--- 给定题目 ---
将含有"For each instance of the bus door, set"的那一行至记录末尾的各行（首尾均含）全部重新写出，并在答案中每个坐标的 x 值与 y 值上各加上 21。
■ ■ ■ ■ ■
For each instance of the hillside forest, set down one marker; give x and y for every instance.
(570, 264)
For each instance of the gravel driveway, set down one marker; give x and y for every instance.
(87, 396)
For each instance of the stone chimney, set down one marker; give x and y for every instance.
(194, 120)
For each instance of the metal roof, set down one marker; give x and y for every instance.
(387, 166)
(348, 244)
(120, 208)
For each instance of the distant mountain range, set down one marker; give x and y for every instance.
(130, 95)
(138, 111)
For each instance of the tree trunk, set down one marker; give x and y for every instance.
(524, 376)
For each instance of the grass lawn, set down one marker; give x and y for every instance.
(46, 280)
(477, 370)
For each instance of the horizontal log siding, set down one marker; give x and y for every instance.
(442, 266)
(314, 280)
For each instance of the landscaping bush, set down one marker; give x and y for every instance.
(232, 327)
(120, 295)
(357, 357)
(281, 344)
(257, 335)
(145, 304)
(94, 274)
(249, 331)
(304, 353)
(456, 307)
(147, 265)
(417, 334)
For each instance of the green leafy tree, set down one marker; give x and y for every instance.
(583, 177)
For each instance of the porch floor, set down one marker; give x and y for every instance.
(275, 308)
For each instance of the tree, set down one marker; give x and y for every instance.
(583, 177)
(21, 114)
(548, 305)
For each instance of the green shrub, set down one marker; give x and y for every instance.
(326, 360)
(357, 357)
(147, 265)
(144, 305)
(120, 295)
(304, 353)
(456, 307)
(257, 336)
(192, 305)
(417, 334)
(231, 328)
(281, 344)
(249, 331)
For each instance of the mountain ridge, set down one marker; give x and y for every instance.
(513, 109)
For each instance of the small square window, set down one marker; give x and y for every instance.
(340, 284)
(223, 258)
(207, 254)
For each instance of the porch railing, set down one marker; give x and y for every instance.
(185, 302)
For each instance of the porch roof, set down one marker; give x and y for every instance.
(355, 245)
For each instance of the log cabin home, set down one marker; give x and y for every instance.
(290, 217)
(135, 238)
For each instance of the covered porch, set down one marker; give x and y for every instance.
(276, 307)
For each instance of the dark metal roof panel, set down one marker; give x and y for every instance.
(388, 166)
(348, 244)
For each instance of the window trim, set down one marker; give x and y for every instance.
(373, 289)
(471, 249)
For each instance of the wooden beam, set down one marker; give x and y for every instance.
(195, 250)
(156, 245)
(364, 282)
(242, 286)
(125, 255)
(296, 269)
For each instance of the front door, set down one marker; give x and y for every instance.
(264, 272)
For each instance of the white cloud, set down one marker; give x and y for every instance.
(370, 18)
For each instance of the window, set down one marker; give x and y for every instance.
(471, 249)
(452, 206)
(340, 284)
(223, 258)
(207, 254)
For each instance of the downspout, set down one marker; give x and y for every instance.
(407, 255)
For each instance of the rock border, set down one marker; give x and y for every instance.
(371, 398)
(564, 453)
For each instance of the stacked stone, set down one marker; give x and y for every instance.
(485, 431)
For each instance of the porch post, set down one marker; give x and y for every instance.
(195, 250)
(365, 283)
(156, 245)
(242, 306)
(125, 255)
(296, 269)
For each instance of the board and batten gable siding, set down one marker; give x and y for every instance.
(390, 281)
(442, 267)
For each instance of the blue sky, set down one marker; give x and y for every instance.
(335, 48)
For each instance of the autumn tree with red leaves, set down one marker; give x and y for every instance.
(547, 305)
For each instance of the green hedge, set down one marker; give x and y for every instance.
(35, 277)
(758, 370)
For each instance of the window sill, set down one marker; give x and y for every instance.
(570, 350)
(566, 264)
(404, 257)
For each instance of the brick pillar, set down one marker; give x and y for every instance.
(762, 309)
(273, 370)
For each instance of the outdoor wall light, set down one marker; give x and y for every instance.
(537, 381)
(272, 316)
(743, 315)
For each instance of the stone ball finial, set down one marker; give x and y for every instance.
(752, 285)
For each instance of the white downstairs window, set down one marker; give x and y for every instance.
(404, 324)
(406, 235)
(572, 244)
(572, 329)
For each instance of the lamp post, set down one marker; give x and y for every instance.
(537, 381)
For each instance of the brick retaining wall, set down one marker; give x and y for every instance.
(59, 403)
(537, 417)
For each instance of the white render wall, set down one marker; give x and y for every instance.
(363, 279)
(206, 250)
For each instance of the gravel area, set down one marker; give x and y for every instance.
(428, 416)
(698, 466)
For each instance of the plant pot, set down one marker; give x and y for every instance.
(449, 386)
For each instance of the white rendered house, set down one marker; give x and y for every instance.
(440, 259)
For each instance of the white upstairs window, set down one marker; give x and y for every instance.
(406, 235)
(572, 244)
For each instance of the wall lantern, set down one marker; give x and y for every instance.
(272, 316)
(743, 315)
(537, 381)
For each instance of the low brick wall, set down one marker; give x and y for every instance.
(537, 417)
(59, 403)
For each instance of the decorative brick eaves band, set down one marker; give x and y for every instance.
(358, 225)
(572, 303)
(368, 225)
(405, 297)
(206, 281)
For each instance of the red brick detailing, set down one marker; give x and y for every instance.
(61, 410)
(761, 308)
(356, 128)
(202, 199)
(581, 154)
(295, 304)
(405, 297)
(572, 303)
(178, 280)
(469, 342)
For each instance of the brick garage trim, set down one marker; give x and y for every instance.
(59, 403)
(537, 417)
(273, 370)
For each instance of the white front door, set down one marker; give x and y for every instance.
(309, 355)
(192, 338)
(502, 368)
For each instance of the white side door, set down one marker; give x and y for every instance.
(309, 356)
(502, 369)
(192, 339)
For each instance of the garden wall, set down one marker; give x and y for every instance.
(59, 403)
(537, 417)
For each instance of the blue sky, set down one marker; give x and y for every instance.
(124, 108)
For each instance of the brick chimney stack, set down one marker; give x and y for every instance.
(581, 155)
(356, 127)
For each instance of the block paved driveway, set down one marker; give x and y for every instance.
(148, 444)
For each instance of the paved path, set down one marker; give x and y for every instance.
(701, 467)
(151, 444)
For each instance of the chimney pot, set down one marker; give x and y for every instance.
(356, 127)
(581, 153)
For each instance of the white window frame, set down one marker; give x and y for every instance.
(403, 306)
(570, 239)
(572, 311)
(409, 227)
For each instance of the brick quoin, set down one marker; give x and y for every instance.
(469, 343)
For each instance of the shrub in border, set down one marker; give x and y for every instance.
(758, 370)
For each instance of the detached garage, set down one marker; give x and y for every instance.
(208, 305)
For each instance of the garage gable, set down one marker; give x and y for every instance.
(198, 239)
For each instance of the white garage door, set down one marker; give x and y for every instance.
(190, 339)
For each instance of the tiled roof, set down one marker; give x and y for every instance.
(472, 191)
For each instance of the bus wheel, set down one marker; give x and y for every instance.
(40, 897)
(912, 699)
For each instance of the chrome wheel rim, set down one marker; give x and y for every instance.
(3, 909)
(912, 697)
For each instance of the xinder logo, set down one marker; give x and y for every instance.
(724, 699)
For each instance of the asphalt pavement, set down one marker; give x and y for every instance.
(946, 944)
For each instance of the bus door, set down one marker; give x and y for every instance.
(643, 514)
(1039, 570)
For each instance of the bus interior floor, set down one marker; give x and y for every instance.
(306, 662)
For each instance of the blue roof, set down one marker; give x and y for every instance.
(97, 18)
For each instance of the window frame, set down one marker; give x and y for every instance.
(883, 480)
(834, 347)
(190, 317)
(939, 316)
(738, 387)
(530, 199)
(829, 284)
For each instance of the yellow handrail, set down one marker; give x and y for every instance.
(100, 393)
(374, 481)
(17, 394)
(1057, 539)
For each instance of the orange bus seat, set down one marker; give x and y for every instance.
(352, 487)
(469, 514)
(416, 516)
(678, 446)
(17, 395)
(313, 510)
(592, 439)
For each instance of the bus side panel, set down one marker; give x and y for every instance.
■ ■ ■ ■ ■
--- 本题解答 ---
For each instance of the bus door, set down one marker; give x and y for every instance.
(664, 535)
(1060, 591)
For each instance of the bus interior floor, set down one marker; give x and y for every instance.
(327, 683)
For each instance of the blue roof, set down one marker; give x and y for every instance.
(118, 39)
For each instance of the window frame, set down one marker; give x and y for every instance.
(904, 501)
(855, 368)
(211, 338)
(960, 337)
(759, 408)
(551, 220)
(850, 305)
For each instance of the yellow handrail, set down one marker; give x and y for every instance.
(121, 414)
(395, 502)
(38, 415)
(1078, 560)
For each instance of the orange bus seat, set down one marker; give x and y for every instance.
(373, 508)
(490, 535)
(437, 537)
(699, 467)
(38, 416)
(334, 531)
(613, 460)
For each instance of the bus side panel, set down one marker; give x and y for every instance.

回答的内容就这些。